— Selesaikan tugas berikut —
- A) Dari artikel tentang bantuan militer untuk Ukraina di bawah, terjemahkan kalimat "Hal ini memberi sinyal kuat Ukraina dapat mengandalkan bantuan Barat untuk melawan Rusia." ke dalam bahasa Inggris.
- B) Menurut artikel tentang bantuan militer untuk Ukraina di bawah, berapa nilai paket bantuan militer AS yang dikutip dari AP?
- C) Tolong lanjutkan artikel tentang bantuan militer untuk Ukraina di bawah, mulai setelah kalimat terakhirnya.

WahanaNews.co | Presiden Ukraina Volodymyr Zelensky menyampaikan rasa terima kasih kepada Amerika Serikat (AS) karena sudah mengirimkan kendaraan lapis baja penghancur tank dalam paket bantuan militer.
Zelensky mengatakan kendaraan tersebut sangat dibutuhkan bagi pasukan Ukraina yang terkunci dalam pertempuran melawan pasukan Rusia. Mengutip AP, paket bantuan tersebut mencapai US$3,75 miliar.
Baca Juga:
Rusia Gempur Kherson dengan 71 Rudal di Malam Natal
Paket bantuan militer AS yang terbaru merupakan terbesar hingga saat ini untuk Ukraina. Untuk kali pertama, AS turut mengirimkan 50 tank serbu, Kendaraan Tempur Bradley serta 500 rudal anti-tank.
Selain AS, Jerman juga mengumumkan akan memasok sekitar 40 Marder, kendaraan tempur lapis baja untuk mengangkut pasukan Ukraina. Kemudian, Prancis juga menjanjikan mengirim tank AMX-10 RC sebagai bala bantuan untuk Ukraina.
Hal ini memberi sinyal kuat Ukraina dapat mengandalkan bantuan Barat untuk melawan Rusia.
Baca Juga:
Makin Runyam! Polandia-Ukraina Cekcok Gara-gara Pidato Zelensky
"Untuk pertama kalinya kami akan mendapat kendaraan lapis baja Bradley-inilah yang dibutuhkan. Senjata dan amunisi baru, termasuk presisi tinggi, roket baru, drone baru, ini tempat waktu dan kuat," kata Zelensky dalam pidatonya Jumat malam seperti dilansir dari CNN (Minggu/8/1).
Dalam pidatonya, Zelensky menyampaikan terima kasih kepada Presiden AS Joe Biden hingga anggota parlemen AS, dan "semua orang Amerika yang menghargai kebebasan dan mengetahui kebebasan layak dilindungi."

— Informasi yang diberikan —
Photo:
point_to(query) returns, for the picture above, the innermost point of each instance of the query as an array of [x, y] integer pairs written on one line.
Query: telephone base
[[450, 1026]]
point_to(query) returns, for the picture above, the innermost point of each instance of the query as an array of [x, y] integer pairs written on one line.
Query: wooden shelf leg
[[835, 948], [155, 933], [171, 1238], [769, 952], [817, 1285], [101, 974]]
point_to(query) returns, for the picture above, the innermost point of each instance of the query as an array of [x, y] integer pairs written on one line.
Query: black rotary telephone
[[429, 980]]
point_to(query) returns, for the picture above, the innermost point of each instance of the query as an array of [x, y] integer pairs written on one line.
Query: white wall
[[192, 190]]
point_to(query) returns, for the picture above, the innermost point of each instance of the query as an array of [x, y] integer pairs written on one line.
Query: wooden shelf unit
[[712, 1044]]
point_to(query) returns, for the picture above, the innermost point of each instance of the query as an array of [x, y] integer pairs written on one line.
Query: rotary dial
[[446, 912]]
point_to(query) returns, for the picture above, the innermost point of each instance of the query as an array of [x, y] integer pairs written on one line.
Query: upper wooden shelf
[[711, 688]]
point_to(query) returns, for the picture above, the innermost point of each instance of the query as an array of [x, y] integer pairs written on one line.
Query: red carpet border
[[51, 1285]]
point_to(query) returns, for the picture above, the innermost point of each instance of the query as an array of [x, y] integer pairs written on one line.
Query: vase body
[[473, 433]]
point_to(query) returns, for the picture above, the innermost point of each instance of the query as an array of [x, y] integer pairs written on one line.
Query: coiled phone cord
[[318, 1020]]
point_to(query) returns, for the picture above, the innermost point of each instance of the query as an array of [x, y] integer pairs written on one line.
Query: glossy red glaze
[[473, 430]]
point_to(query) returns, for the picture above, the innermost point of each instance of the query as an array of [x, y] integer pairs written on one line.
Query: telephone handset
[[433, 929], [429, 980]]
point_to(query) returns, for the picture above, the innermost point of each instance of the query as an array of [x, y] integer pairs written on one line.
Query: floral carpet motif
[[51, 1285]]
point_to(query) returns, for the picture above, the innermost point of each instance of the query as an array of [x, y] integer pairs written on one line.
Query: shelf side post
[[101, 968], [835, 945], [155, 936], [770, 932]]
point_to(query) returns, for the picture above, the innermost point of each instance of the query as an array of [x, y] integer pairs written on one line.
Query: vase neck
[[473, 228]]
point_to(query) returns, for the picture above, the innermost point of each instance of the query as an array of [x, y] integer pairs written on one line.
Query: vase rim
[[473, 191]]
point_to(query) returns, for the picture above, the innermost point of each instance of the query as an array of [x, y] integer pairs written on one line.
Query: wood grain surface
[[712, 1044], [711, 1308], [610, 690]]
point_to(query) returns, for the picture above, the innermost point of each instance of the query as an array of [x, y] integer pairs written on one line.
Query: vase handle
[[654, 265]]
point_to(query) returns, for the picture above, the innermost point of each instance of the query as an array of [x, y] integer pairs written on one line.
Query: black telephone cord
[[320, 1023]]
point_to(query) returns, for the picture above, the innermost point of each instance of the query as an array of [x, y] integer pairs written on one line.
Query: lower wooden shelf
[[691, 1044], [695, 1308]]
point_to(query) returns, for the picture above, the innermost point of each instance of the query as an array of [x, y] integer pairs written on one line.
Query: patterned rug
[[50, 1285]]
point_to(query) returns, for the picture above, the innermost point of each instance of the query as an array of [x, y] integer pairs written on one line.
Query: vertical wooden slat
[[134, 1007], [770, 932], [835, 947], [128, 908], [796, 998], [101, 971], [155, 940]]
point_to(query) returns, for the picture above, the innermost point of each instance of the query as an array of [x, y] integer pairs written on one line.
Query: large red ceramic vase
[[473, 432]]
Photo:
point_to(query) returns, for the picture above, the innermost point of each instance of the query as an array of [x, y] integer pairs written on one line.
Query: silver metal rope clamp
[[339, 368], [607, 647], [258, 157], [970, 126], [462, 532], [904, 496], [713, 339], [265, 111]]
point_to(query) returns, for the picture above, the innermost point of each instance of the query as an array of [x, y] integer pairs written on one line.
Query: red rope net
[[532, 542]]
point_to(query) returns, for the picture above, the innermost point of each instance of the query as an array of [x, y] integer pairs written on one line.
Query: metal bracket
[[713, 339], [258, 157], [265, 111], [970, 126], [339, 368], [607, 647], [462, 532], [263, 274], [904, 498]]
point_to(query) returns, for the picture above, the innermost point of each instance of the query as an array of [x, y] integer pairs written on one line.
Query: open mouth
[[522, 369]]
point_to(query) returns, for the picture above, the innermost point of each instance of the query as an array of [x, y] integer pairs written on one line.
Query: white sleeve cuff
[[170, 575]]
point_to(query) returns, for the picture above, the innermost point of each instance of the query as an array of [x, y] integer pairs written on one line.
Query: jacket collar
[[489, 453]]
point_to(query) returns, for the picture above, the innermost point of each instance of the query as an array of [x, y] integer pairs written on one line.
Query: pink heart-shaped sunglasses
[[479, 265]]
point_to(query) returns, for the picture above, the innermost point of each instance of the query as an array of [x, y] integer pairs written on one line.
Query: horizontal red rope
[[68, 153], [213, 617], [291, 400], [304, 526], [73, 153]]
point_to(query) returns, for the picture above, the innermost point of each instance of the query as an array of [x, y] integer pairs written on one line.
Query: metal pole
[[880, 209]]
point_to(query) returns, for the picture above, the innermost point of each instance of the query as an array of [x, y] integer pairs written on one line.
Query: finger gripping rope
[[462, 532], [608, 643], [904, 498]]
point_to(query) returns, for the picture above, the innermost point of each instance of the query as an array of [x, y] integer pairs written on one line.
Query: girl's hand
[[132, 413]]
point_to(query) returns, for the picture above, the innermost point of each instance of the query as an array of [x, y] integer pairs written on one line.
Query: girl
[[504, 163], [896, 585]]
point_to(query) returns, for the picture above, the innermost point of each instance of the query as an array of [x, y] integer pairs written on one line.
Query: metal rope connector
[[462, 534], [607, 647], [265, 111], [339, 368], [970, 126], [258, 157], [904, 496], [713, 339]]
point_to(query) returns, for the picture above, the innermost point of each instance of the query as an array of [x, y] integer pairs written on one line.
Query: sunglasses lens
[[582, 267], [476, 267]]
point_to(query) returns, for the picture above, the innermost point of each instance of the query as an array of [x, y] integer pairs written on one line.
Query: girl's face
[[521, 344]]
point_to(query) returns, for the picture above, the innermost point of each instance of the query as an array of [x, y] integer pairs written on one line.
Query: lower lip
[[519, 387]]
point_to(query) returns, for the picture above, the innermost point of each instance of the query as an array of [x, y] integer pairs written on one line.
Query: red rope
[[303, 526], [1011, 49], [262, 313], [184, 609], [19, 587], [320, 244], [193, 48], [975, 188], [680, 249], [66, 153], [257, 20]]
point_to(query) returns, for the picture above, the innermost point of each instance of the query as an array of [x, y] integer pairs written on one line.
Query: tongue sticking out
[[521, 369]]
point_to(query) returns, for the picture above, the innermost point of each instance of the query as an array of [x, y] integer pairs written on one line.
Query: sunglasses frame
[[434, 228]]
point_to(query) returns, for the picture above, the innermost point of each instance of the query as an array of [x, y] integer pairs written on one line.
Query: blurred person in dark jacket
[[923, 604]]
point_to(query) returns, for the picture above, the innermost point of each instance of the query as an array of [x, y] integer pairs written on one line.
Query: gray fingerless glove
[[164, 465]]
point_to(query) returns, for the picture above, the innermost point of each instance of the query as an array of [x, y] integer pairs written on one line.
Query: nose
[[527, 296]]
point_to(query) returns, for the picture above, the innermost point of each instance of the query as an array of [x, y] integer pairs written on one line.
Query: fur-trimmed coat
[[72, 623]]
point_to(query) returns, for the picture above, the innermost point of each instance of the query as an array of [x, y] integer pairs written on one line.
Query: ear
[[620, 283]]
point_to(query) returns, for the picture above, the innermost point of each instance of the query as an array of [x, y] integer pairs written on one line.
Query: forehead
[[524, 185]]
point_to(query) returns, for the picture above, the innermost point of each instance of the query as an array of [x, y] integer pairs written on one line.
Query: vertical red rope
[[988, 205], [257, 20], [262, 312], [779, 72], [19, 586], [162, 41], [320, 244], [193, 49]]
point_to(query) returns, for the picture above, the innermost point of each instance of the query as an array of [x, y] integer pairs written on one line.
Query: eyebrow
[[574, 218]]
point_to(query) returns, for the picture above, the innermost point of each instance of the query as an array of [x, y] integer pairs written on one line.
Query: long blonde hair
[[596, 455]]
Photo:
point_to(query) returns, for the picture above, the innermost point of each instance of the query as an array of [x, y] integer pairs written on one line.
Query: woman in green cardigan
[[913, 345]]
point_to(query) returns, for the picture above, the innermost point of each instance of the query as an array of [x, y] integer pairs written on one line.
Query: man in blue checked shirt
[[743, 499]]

— Jawaban tugas —
- A) This sends a strong signal that Ukraine can rely on Western aid to fight Russia.

- B) Paket bantuan tersebut mencapai US$3,75 miliar.

- C)
Sejumlah pejabat Ukraina mengecam 36 jam gencatan senjata yang dideklarasikan Rusia secara sepihak. Mereka menilai ini hanya taktik dan diabaikan oleh beberapa pasukan Moskow yang terus maju, bahkan pejabat Ukraina melaporkan serangan Rusia di wilayah Dnipropetrovsk dan Zaporizhzhia pada Sabtu kemarin.
Namun, Kementerian Pertahanan Rusia bersikeras pasukannya di sepanjang garis depan mengamati gencatan senjata yang diperintahkan Kremlin, tapi membalas tembakan ketika diserang.
Sebelumnya Presiden Rusia Vladimir Putin memerintahkan gencatan senjata selama dua hari saat perayaan Natal bagi umat Kristen Ortodoks sejak Jumat (6/1) hingga Sabtu (7/1). Gencatan senjata ini diusulkan oleh Kepala Gereja Ortodoks Rusia yang berpihak pada Kremlin, Patriarch Kirill.
Namun, Ukraina menolak gencatan senjata tersebut dan menilai hal itu sebagai taktik Rusia untuk mengulur waktu bagi pasukan berkumpul kembali.
Di wilayah Luhansk, Gubernur Serhiy Haidai melaporkan serangan Rusia yang terus berlanjut. Dalam sebuah unggahan di Telegram pada Jumat, Haidai mengatakan dalam tiga jam pertama gencatan senjata, pasukan Rusia masih menembaki Ukraina 14 kali dan menyerbu satu pemukiman.
Namun, klaim tersebut tidak dapat diverifikasi secara independen.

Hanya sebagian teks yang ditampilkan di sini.